[Records of labeled points]
** BEGIN **
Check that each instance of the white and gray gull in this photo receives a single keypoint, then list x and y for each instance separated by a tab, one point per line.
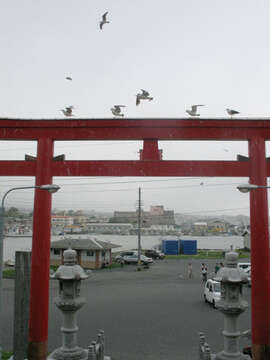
116	110
193	111
144	95
104	20
68	111
232	112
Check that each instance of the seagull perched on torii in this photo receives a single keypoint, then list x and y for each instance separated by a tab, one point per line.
232	112
193	111
116	110
104	20
68	111
143	96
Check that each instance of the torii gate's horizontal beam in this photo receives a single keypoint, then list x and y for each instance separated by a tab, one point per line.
135	129
131	168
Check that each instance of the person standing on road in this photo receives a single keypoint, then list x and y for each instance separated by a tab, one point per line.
190	274
204	272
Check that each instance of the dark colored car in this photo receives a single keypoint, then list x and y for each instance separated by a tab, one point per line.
154	254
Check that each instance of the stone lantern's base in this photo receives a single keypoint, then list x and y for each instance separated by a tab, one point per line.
225	356
76	354
67	354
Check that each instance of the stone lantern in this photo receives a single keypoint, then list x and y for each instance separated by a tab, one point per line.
231	305
69	301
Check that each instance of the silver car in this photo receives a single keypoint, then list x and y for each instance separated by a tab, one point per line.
133	259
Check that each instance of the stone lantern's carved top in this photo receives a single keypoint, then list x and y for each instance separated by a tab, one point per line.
70	270
230	272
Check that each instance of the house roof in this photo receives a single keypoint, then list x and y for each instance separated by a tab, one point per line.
82	244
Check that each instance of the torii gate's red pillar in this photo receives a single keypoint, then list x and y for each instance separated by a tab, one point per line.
39	295
260	252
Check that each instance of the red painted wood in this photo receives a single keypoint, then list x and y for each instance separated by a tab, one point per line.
150	168
39	296
150	150
260	250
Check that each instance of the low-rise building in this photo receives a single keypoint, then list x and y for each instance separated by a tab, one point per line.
109	228
91	253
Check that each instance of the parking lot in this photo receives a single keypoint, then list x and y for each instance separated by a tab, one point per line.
152	314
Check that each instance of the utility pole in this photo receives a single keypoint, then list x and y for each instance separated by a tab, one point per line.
139	231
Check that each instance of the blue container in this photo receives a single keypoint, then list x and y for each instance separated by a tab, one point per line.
170	247
188	247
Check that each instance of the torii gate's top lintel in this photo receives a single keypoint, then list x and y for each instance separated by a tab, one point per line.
134	129
46	131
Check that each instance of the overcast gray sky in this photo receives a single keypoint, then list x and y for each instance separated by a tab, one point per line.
182	51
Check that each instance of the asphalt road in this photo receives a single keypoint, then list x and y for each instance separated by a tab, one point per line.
152	314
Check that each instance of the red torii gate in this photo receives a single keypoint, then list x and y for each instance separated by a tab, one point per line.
44	167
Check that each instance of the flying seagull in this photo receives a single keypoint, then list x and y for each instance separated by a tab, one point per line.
116	110
68	111
144	95
104	20
232	112
193	111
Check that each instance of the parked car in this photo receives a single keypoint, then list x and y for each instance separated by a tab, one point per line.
244	266
119	257
249	277
133	259
154	254
212	292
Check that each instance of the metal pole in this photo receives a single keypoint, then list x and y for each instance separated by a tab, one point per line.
2	211
139	232
40	267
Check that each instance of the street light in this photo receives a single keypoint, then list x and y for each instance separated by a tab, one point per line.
50	188
244	188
** END **
* [THE TASK] Can you put all of the rows above into a numbered list, skipping any blank lines and leaving the pictures out?

* [ANSWER TO THE EXERCISE]
1. Check that each instance of the white and gray gull in this photo receives a single keypoint, then list x and y for each instance separated by a tab, one point per line.
2. 116	110
3. 193	111
4. 144	95
5. 104	20
6. 68	111
7. 232	112
8. Check that each instance of the seagull perched on torii in this photo receives a single keypoint, then list x and y for each instance separated by a tab, one point per line.
9. 232	112
10. 193	111
11. 116	110
12. 104	20
13. 68	111
14. 143	96
15. Check that each instance of the torii gate's horizontal beam in this photo receives a single keypoint, then list x and y for each instance separated by a tab, one point per line.
16. 135	129
17. 131	168
18. Check that each instance of the person standing on road in this photo receives a single keypoint, then list x and y for each instance separated by a tab, one point per line.
19. 190	274
20. 204	272
21. Check that each instance of the dark colored car in this photo receives a single keypoint, then list x and y for each instance separated by a tab, one point per line.
22. 154	254
23. Check that each instance of the stone lantern's base in this photo receives a single keypoint, then list x and y for each instance separated by a tab, one point per line.
24. 225	356
25. 76	354
26. 67	354
27. Check that each instance of the stone lantern in this photo receives a single keypoint, then list x and y for each instance separated by a tab, one point per line.
28. 231	305
29. 69	301
30. Check that each instance of the silver car in this photo receives a single keypoint, then list x and y for each instance separated by a tab, one point per line.
31. 133	259
32. Check that each instance of the stone lantern's carved top in this photo receives a single keypoint, then list x and y for each instance separated by a tab, one point per line.
33. 70	270
34. 230	272
35. Check that each instance of the house roof in this photo receives a single keypoint, then list x and y for each instance separated by a tab, one point per line.
36. 82	244
37. Check that each instance of the torii gate's red pillar in this photo receives a single keypoint, then list x and y for each instance separated by a tab, one point per line.
38. 39	295
39. 260	252
40. Check that each instance of the red painted wood in this photo receives a single keypoint, then list x and y for each instance separated by a tab, one point per line.
41. 150	168
42. 39	296
43. 150	150
44. 260	250
45. Check that each instance of the low-rise building in this photo receives a single keypoint, then list x and y for each instance separated by a tab, one point per line.
46. 109	228
47. 91	253
48. Check that each instance of the parking lot in this photo receives a single keypoint, then list x and y for each instance separated by a tab, one point per line.
49. 152	314
50. Check that each instance of the utility pole in this photo receives a single keypoint, then list x and y for each instance separated by a tab, one point per line.
51. 139	231
52. Check that each instance of the blue container in this photo receives a single keypoint, then list x and y for each instance separated by a tab, one point per line.
53. 170	247
54. 188	247
55. Check that each instance of the torii gate's top lintel in this photo receives a single keypoint, then list x and y for each instance separated by a tab, one point per line.
56. 134	129
57. 46	131
58. Check that each instance of the overcast gray sky in this photo receives a single keypoint, then list x and y for each instance separated by a tab, one point per line.
59. 182	51
60. Check that each instance of the asphalt road in this photo receives a single keypoint, then list x and y for each instance separated by a tab, one point per line.
61. 152	314
62. Check that each instance of the red torii gate in this photo receives a single keypoint, then list x and y for each instance separated by a tab, one point per line.
63. 44	167
64. Check that each instance of the flying seagull in this photo receives a single keypoint, then list x and y for each instance separated by a tab, one point per line.
65. 116	110
66. 68	111
67. 144	95
68. 104	20
69. 232	112
70. 193	111
71. Check that each instance of the parked car in this photo receives a single keypoint, then list x and y for each instance separated by a tab, one point per line.
72. 244	266
73. 119	257
74. 249	277
75. 133	259
76. 154	254
77. 212	292
78. Check that each instance of the metal pole in this photo receives a single keypoint, then list x and y for each instance separated by a tab, one point per line.
79. 2	211
80. 139	232
81. 40	267
82. Check that each instance of the street light in this photo receives a single keypoint, then list x and y for each instance separated by a tab, one point per line.
83. 50	188
84. 244	188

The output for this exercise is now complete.